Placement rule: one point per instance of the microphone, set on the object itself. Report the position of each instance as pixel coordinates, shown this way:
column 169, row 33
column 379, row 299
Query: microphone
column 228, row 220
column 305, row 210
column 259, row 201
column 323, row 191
....
◆ SET EXERCISE: Can you copy out all of these entries again, word for word, with nothing changed?

◆ CORRECT RESPONSE:
Placement rule: one point per instance of the microphone, set on the object itself. Report the position of each instance as pixel coordinates, shown this way:
column 169, row 33
column 379, row 299
Query: microphone
column 228, row 220
column 305, row 210
column 259, row 201
column 323, row 191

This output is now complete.